→ WHAT YOU NEED TO DO
The lines to repeat are those below from the one containing "Exercise. Point out the window with" down to the one containing "[(547, 458), (855, 192), (958, 541)]", both included; reproduce them exactly and nothing else.

→ DATA IN THIS EXERCISE

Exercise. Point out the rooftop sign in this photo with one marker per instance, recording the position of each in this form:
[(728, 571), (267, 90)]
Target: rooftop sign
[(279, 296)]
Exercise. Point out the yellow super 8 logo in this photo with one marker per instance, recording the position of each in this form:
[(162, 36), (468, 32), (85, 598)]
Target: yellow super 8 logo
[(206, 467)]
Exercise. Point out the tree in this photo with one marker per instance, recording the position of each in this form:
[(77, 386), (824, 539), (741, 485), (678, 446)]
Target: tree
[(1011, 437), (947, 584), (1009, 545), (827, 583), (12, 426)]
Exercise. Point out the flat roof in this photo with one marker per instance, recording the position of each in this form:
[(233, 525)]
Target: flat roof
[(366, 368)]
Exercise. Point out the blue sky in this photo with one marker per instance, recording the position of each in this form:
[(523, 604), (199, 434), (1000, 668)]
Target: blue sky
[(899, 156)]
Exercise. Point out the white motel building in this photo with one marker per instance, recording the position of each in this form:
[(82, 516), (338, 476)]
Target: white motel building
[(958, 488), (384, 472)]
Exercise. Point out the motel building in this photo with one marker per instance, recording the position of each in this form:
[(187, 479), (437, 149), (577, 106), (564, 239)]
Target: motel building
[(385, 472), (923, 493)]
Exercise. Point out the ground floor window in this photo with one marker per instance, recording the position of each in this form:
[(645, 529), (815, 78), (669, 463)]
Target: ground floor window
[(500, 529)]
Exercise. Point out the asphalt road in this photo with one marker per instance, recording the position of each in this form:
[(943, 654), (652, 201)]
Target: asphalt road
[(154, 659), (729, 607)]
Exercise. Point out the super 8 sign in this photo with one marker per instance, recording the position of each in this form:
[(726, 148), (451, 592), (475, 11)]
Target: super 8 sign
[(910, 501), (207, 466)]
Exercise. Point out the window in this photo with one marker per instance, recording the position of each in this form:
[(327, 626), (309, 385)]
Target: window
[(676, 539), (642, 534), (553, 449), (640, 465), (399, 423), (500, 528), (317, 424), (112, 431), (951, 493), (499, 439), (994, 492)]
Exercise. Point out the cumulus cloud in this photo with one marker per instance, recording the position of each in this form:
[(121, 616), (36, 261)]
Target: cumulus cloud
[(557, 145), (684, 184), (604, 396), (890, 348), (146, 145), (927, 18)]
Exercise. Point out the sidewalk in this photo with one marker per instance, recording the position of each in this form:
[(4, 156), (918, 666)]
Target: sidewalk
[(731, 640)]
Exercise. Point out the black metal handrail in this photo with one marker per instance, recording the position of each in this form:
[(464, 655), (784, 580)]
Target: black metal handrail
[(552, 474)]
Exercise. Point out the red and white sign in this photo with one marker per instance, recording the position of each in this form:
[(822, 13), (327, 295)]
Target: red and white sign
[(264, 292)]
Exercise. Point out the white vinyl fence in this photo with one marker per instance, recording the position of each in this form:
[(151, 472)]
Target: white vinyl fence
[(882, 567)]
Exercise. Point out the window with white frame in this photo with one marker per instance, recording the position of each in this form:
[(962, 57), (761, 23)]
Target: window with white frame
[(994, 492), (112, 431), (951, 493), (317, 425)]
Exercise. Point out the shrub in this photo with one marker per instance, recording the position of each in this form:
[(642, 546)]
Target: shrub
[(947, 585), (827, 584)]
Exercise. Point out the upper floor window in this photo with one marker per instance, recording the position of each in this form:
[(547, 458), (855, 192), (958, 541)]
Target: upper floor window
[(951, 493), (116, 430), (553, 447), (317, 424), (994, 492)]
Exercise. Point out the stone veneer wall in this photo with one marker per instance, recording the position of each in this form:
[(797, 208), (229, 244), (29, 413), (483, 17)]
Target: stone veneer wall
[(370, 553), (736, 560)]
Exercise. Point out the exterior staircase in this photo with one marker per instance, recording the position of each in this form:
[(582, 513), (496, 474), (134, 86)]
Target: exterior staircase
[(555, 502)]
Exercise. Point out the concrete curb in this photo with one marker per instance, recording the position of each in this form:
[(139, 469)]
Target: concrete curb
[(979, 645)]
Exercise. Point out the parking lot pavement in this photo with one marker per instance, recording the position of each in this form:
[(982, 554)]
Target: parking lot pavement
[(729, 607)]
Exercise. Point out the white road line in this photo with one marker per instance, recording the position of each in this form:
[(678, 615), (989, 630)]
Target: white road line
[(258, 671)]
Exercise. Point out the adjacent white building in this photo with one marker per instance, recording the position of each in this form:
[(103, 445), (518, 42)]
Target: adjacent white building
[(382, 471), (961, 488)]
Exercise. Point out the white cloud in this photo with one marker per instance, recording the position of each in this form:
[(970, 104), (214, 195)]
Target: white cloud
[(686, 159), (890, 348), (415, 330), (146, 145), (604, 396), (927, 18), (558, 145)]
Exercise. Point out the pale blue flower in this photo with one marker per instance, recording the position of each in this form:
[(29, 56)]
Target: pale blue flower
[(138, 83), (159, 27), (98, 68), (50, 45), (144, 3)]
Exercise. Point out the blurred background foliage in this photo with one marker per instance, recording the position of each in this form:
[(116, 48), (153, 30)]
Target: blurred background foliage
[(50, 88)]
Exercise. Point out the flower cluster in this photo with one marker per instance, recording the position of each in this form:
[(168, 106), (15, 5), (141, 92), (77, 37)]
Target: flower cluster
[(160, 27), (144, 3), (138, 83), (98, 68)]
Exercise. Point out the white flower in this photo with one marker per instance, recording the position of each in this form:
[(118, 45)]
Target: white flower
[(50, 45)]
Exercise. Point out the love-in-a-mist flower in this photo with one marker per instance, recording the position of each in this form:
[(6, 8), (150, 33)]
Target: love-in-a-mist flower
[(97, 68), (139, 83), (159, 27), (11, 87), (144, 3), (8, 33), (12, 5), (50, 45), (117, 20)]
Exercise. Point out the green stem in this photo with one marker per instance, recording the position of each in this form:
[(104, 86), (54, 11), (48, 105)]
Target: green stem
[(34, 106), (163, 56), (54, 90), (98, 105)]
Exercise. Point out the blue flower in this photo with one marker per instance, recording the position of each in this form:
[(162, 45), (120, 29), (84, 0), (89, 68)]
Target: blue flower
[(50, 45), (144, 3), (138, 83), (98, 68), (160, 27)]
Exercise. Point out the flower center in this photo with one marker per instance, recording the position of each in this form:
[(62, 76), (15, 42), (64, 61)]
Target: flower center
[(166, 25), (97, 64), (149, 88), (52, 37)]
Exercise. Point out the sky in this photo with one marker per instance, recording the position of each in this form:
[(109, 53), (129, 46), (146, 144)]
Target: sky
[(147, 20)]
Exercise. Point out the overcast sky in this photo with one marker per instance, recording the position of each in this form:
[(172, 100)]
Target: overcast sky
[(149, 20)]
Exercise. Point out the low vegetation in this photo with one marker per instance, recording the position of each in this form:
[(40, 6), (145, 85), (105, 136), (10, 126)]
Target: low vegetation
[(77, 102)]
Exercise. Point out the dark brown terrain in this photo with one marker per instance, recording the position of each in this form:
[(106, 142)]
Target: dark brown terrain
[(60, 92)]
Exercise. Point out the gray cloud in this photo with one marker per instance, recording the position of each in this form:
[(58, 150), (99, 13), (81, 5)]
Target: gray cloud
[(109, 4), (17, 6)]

---

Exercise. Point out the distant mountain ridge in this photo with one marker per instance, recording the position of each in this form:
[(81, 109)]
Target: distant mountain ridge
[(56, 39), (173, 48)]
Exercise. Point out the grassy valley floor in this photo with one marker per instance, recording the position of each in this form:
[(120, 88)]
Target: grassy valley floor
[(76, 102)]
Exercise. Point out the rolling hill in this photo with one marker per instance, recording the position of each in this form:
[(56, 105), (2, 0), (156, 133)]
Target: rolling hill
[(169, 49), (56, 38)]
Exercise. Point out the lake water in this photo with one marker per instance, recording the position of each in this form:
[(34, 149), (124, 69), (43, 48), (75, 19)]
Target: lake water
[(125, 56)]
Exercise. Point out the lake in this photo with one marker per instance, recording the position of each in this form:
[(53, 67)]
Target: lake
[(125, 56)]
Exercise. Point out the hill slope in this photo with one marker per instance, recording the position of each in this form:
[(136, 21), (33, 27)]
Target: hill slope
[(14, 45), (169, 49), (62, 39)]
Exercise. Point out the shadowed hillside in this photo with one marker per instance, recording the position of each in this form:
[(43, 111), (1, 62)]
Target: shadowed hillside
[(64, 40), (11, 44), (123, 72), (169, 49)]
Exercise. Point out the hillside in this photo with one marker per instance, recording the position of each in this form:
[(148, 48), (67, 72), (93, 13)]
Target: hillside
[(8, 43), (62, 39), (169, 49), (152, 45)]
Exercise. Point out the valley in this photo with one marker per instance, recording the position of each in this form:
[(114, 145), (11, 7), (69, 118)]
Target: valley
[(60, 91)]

→ RESPONSE TO THIS EXERCISE
Exercise. Point out the window with white frame in this photo with one marker per instance, recording the position of each in this form:
[(962, 57), (761, 23)]
Target: window with white frame
[(994, 492), (112, 431), (951, 493), (317, 425)]
Exercise. Point out the shrub in this photo with one marker per instance, recording the position of each in this form:
[(642, 546)]
Target: shrub
[(947, 585), (827, 584)]
Exercise. Point out the upper floor window in this photo with one marker per instance, recording the position of each in this form:
[(547, 458), (855, 192), (958, 541)]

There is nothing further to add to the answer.